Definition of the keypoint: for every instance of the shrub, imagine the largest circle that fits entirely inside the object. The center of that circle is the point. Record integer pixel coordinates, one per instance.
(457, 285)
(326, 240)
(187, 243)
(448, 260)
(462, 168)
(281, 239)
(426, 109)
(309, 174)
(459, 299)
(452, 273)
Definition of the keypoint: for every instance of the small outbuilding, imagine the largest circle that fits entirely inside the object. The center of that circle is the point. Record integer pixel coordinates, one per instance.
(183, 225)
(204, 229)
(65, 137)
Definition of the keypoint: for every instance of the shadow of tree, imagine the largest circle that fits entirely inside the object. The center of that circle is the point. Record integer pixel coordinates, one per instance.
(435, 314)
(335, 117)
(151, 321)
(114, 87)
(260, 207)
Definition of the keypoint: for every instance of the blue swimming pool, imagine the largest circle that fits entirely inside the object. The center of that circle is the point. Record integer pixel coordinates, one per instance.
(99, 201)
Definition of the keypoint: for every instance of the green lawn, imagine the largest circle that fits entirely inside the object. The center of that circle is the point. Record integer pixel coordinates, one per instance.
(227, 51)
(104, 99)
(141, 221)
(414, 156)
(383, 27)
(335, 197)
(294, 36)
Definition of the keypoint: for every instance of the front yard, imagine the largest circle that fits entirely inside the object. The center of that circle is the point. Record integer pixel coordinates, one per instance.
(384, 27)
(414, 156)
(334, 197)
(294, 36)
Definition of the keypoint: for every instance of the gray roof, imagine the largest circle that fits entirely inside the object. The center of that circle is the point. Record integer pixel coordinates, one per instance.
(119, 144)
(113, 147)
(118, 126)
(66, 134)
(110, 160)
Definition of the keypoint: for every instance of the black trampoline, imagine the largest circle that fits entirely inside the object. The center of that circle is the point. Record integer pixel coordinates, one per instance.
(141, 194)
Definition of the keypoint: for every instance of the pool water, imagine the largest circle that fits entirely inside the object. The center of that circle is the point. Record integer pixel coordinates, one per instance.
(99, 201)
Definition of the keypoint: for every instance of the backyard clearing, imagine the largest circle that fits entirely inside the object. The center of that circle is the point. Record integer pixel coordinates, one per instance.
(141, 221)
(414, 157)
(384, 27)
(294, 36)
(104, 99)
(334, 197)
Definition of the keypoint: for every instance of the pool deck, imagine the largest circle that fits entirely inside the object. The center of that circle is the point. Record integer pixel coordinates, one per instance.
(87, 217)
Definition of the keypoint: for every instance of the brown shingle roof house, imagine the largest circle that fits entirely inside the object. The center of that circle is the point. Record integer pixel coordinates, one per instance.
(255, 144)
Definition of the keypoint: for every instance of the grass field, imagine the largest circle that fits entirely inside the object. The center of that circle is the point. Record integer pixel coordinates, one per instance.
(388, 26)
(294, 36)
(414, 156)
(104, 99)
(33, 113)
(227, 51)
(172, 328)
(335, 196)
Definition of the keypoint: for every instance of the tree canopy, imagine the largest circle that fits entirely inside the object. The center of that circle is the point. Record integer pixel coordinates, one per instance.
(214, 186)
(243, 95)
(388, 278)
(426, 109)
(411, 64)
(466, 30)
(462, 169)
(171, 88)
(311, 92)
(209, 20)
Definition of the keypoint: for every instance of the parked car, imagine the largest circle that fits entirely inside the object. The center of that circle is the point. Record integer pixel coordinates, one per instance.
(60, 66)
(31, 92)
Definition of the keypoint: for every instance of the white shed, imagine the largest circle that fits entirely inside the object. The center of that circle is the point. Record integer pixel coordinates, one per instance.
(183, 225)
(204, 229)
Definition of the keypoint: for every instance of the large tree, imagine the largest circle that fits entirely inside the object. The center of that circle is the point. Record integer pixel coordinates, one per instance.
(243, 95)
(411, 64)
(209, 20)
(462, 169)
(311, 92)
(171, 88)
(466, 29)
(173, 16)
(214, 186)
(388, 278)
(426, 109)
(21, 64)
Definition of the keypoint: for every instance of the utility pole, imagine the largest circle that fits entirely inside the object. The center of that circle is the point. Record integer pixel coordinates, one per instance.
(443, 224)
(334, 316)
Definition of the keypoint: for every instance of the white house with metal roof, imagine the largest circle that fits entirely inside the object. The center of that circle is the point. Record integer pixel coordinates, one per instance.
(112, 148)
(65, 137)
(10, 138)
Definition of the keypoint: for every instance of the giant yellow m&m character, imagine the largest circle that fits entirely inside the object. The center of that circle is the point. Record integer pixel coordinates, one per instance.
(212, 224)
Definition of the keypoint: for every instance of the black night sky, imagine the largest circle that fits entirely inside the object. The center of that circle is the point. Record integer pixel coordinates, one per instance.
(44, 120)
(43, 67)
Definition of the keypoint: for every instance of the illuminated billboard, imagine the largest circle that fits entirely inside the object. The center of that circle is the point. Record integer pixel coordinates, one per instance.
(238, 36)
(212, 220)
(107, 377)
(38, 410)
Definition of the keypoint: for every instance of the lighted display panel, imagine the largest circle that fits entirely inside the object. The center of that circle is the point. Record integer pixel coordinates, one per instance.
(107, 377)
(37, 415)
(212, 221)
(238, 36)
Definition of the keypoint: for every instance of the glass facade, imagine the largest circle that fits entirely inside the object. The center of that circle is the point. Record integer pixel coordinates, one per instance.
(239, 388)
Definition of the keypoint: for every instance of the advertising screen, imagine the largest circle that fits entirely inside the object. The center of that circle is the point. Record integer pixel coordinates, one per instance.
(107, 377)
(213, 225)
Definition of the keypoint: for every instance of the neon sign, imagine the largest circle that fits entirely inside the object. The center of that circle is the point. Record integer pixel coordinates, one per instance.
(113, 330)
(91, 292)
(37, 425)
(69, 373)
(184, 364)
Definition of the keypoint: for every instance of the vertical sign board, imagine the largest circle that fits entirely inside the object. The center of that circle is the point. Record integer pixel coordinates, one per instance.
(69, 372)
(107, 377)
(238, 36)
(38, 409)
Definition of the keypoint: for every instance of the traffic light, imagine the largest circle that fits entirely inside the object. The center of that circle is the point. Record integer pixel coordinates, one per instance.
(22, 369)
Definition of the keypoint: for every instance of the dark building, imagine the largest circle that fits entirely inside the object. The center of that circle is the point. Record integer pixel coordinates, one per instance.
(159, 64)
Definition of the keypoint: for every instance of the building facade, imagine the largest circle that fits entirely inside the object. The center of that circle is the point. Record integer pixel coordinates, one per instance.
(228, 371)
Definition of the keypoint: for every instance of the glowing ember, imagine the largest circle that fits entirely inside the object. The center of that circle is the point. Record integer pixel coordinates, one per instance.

================================

**Given problem:** Extract, verbatim, the lines from the one containing "Definition of the keypoint: for every instance of the neon" through the last line of the listing above.

**Solution for this task:**
Definition of the keypoint: for every instance of the neon sign, imagine the largest circle that fits entirely inside the object. The center of that circle is the point. Record integer pixel coordinates, one per instance.
(113, 330)
(91, 292)
(37, 425)
(69, 373)
(184, 364)
Definition of the keypoint: for every instance of the vertical sign board, imagine the largest circle that fits entirely inside the object. The center of that circle is the point. Record integer pixel coordinates, one per instance.
(69, 372)
(107, 377)
(238, 36)
(38, 409)
Definition of the keypoint: for every instance of the traffic light, imagine the largest circle that fits entirely inside the object. The center of that circle is the point. Record integer pixel coordinates, one per instance.
(22, 369)
Definition of the keypoint: for every instance of the dark building, imagine the largest circle that fits entirely inside the object. The center of that circle is the point. Record integer pixel coordinates, one per instance.
(159, 64)
Definition of the keypoint: for every instance of the building facade, imagine the largest circle that fits entirely inside the object. The center of that circle is the point. Record integer pixel coordinates, one per instance.
(228, 371)
Definition of the keypoint: for every instance of the glowing ember, imagine the largest circle that fits entirely inside the object. The center of that circle is the point. Record integer pixel coordinates, one per instance.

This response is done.